[Activity]
What you give back should match the records word for word.

[Data to use]
######

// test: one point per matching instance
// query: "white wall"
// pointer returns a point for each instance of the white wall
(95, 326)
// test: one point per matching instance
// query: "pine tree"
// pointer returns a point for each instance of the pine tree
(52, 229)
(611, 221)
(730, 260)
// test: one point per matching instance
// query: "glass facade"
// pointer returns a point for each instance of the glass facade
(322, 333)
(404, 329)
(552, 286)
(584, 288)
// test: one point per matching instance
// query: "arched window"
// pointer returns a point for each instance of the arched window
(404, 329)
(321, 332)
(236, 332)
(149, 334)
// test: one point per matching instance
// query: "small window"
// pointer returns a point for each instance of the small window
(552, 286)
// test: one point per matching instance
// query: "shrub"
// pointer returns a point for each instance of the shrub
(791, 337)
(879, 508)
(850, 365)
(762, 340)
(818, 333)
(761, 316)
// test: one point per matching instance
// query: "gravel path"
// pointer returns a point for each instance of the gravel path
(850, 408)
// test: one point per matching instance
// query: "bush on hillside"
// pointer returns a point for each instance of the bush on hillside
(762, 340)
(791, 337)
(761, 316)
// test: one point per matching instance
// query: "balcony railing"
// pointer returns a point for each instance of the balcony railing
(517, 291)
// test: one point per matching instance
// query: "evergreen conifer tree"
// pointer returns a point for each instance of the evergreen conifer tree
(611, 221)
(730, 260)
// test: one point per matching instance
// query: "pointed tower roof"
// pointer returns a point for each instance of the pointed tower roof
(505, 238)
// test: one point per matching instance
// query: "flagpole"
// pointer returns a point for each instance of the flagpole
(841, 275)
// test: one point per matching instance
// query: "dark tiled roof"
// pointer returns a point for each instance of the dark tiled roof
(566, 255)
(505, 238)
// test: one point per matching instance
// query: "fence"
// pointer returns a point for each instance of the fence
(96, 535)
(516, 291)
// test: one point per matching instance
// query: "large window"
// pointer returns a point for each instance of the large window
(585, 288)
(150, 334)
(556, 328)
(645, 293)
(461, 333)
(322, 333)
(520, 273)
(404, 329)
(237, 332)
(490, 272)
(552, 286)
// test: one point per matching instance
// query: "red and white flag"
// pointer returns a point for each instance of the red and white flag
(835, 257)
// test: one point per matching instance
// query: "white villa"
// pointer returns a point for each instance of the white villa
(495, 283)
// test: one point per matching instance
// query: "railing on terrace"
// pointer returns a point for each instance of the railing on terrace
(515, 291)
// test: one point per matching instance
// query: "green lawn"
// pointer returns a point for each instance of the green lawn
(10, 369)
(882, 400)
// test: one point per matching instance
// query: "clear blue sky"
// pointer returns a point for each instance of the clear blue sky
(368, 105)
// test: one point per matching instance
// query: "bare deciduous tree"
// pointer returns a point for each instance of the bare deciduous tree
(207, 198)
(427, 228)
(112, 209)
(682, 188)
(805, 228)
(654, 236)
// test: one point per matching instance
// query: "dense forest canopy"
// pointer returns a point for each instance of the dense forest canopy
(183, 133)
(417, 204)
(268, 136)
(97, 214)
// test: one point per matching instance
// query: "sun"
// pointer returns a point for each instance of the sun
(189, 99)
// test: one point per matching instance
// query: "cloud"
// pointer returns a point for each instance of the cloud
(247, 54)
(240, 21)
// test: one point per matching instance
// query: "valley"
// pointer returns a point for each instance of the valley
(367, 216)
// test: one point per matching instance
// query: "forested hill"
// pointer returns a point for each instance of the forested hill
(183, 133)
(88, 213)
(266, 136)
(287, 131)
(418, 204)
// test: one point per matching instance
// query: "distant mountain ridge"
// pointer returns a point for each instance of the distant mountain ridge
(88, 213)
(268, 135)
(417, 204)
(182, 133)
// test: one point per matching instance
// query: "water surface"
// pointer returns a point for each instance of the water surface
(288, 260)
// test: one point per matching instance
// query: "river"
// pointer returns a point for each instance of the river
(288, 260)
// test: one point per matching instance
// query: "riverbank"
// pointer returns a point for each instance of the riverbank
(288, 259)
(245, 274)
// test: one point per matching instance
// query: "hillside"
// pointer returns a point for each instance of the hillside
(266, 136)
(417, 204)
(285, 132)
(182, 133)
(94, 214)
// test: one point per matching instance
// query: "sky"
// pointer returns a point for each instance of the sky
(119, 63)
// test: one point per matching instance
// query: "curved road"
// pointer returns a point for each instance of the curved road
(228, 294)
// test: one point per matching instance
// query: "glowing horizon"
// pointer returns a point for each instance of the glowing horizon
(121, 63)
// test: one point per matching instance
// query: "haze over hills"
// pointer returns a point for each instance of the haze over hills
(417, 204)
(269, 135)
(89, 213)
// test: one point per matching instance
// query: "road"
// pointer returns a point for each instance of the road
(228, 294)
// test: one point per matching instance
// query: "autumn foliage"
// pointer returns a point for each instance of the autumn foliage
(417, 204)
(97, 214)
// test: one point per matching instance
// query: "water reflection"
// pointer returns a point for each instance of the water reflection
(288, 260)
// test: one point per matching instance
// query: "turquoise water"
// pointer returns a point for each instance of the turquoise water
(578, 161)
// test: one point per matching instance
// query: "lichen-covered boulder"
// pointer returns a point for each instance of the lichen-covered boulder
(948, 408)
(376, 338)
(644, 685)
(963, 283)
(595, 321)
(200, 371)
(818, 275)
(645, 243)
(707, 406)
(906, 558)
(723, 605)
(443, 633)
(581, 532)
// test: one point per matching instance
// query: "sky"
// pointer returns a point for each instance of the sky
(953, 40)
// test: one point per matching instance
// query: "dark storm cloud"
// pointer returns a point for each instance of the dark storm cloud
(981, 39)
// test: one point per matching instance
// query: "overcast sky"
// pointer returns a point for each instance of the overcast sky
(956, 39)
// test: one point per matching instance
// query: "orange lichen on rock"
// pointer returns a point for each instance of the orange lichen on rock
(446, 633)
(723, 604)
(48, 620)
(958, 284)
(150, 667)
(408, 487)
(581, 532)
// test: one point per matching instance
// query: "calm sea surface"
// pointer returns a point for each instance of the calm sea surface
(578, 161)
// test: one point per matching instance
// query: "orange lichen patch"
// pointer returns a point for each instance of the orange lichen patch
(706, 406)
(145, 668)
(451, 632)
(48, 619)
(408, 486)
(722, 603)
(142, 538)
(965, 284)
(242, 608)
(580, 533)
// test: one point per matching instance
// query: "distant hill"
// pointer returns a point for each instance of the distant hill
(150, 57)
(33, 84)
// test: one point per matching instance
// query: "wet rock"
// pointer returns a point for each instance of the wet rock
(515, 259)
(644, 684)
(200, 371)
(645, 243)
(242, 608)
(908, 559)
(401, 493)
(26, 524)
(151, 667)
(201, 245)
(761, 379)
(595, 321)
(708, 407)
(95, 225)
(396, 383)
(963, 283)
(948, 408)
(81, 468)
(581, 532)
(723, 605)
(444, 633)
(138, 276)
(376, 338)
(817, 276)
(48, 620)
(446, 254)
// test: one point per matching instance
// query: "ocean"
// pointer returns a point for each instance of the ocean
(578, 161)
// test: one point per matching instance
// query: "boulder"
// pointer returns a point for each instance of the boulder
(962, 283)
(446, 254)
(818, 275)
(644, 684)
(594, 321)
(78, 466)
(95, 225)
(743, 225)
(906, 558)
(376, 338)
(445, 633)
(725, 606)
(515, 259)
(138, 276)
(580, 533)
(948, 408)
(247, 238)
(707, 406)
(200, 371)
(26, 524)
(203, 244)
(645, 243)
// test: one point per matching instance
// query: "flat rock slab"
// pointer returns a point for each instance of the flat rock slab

######

[Response area]
// test: one point per matching instance
// query: "white wall"
// pointer returns a point for each instance of the white wall
(95, 326)
// test: one point per matching instance
// query: "pine tree"
// pointer returns a point for each instance of the pine tree
(52, 229)
(611, 221)
(730, 260)
// test: one point per matching instance
// query: "glass facade"
// pointer returns a point for each instance of the glass facade
(322, 333)
(404, 329)
(552, 286)
(584, 288)
// test: one point per matching instance
// query: "arched window"
// pointer returns a point for each instance of the arched window
(404, 329)
(321, 332)
(236, 332)
(149, 334)
// test: one point per matching instance
// query: "small window"
// pointer returns a point for each instance of the small window
(552, 286)
// test: one point per matching instance
// query: "shrub"
// pointer returns a point for each instance of the shrub
(791, 337)
(879, 508)
(850, 365)
(762, 340)
(818, 333)
(761, 316)
// test: one point per matching instance
// query: "gravel path"
// pointer returns a point for each instance of the gravel path
(850, 408)
// test: one point per matching instance
// query: "bush on hillside"
// pointer returns a point for each instance of the bush on hillside
(762, 340)
(791, 337)
(761, 316)
// test: one point per matching instance
// query: "balcony railing"
// pointer returns a point for each instance of the balcony railing
(517, 291)
// test: one point per matching instance
// query: "evergreen conifer tree"
// pointer returns a point for each instance of the evergreen conifer tree
(611, 221)
(730, 260)
// test: one point per matching instance
// query: "pointed tower roof"
// pointer returns a point for each instance of the pointed tower roof
(505, 238)
// test: one point per matching instance
// query: "flagpole"
// pointer returns a point for each instance of the flagpole
(841, 275)
// test: one point per matching instance
// query: "dark tiled roof"
// pointer returns a point for each instance of the dark tiled roof
(566, 255)
(505, 238)
// test: one point per matching instance
// query: "fence"
// pointer returns a point for each instance of the fence
(96, 535)
(516, 291)
// test: one point per matching instance
// query: "large window"
// pointer returns a point for each instance of the large window
(585, 288)
(150, 334)
(556, 328)
(645, 293)
(461, 333)
(322, 333)
(520, 273)
(404, 329)
(237, 332)
(490, 272)
(552, 286)
// test: one point per matching instance
// query: "red and white flag"
// pointer returns a point for each instance of the red and white flag
(835, 257)
// test: one point per matching instance
// query: "white villa"
// pointer returns a point for each instance of the white villa
(495, 283)
// test: one point per matching instance
// query: "railing on terrace"
// pointer returns a point for each instance of the railing on terrace
(515, 291)
// test: one point per matching instance
// query: "green lawn"
// pointer returns a point for each instance of the green lawn
(10, 369)
(882, 400)
// test: one point per matching instance
// query: "clear blue sky"
// pointer returns a point for each instance of the clear blue sky
(368, 105)
// test: one point per matching instance
// query: "bare deciduous tree"
// pointer returns a point for each instance of the bare deciduous tree
(207, 198)
(427, 228)
(112, 209)
(682, 188)
(805, 228)
(654, 236)
// test: one point per matching instance
// query: "dense forest canopy"
// pointer returns a point for each instance of the dense forest canopy
(183, 133)
(417, 204)
(268, 136)
(97, 214)
// test: one point per matching instance
// query: "sun"
// pointer returns a point for each instance of the sun
(189, 99)
// test: one point per matching instance
// query: "cloud"
// pointer returns a point for each instance of the cloud
(247, 54)
(240, 21)
// test: one point per matching instance
// query: "valley"
// pointer returns a point for each instance of the valley
(367, 216)
// test: one point per matching instance
// query: "forested hill"
// pointer returns a point for each instance of the forested hill
(183, 133)
(88, 213)
(266, 136)
(287, 131)
(418, 204)
// test: one point per matching instance
// query: "distant mountain ridge"
// pointer returns a point for each instance of the distant mountain ridge
(88, 213)
(268, 135)
(417, 204)
(182, 133)
// test: one point per matching instance
// query: "water surface"
// pointer returns a point for each instance of the water surface
(288, 260)
// test: one point per matching instance
// query: "river"
// pointer returns a point for each instance of the river
(288, 260)
// test: one point per matching instance
// query: "riverbank"
// pointer returns a point for each instance of the riverbank
(288, 259)
(245, 274)
// test: one point per matching instance
// query: "hillside"
// pointer returns a point for each instance of the hillside
(266, 136)
(417, 204)
(285, 132)
(182, 133)
(94, 214)
// test: one point per matching instance
// query: "sky"
// pointer returns a point for each instance of the sky
(119, 63)
// test: one point per matching instance
// query: "curved road"
// pointer returns a point for each instance of the curved road
(228, 294)
// test: one point per matching instance
// query: "glowing horizon"
// pointer returns a point for each instance of the glowing horizon
(121, 63)
// test: one point per matching instance
// query: "haze over hills"
// pointer returns a point for each instance of the haze over hills
(417, 204)
(269, 135)
(89, 213)
// test: one point per matching instance
// query: "road"
// pointer returns a point for each instance of the road
(228, 294)
// test: one point per matching instance
// query: "autumn foliage"
// pointer returns a point for each instance of the autumn foliage
(417, 204)
(97, 214)
// test: one point per matching instance
// query: "water reflection"
// pointer returns a point for each instance of the water reflection
(288, 260)
// test: one point per matching instance
// query: "turquoise water"
// pointer returns a point for each instance of the turquoise water
(578, 161)
// test: one point per matching instance
// query: "lichen-covered boulder"
// pointer returns a point for each instance of the lichen-covered boulder
(948, 408)
(376, 338)
(644, 685)
(963, 283)
(595, 321)
(200, 371)
(818, 275)
(645, 243)
(707, 406)
(906, 558)
(723, 605)
(443, 633)
(581, 532)
// test: one point per matching instance
// query: "sky"
// pointer returns a point for each instance of the sky
(953, 40)
// test: one point per matching instance
// query: "dark storm cloud"
// pointer returns a point for each instance of the dark storm cloud
(981, 39)
// test: one point per matching instance
// query: "overcast sky"
// pointer returns a point for each instance of the overcast sky
(956, 39)
// test: one point per matching instance
// query: "orange lichen on rock"
// pointer returns a point for each instance of the orange lichen on rock
(446, 633)
(723, 604)
(48, 620)
(958, 284)
(150, 667)
(408, 487)
(581, 532)
// test: one point per matching instance
// query: "calm sea surface"
// pointer returns a point for each instance of the calm sea surface
(578, 161)
// test: one point per matching instance
// query: "orange lichen patch"
// pointer returns a point for each instance of the orange lichen patch
(706, 406)
(145, 668)
(451, 632)
(48, 619)
(408, 486)
(722, 603)
(142, 538)
(965, 284)
(242, 608)
(580, 533)
// test: one point per matching instance
// query: "distant hill"
// pointer returns a point for each instance of the distant hill
(150, 57)
(33, 84)
// test: one point per matching instance
// query: "wet rock"
// pointer returns a point for each instance of the wet rock
(515, 259)
(644, 684)
(200, 371)
(645, 243)
(242, 608)
(908, 559)
(401, 493)
(26, 524)
(151, 667)
(201, 245)
(761, 379)
(595, 321)
(708, 407)
(95, 225)
(396, 383)
(963, 283)
(948, 408)
(81, 468)
(581, 532)
(723, 605)
(444, 633)
(138, 276)
(376, 338)
(817, 276)
(48, 620)
(446, 254)
// test: one point per matching instance
// query: "ocean"
// pointer returns a point for each instance of the ocean
(578, 161)
// test: one point per matching instance
// query: "boulder"
// pointer returns a point for each instance of the boulder
(962, 283)
(446, 254)
(818, 275)
(644, 684)
(594, 321)
(78, 466)
(95, 225)
(743, 225)
(906, 558)
(376, 338)
(445, 633)
(725, 606)
(515, 259)
(138, 276)
(580, 533)
(948, 408)
(247, 238)
(707, 406)
(200, 371)
(26, 524)
(203, 244)
(645, 243)
// test: one point per matching instance
// query: "flat rock slab"
// pointer returns a point for each instance of the flat rock slab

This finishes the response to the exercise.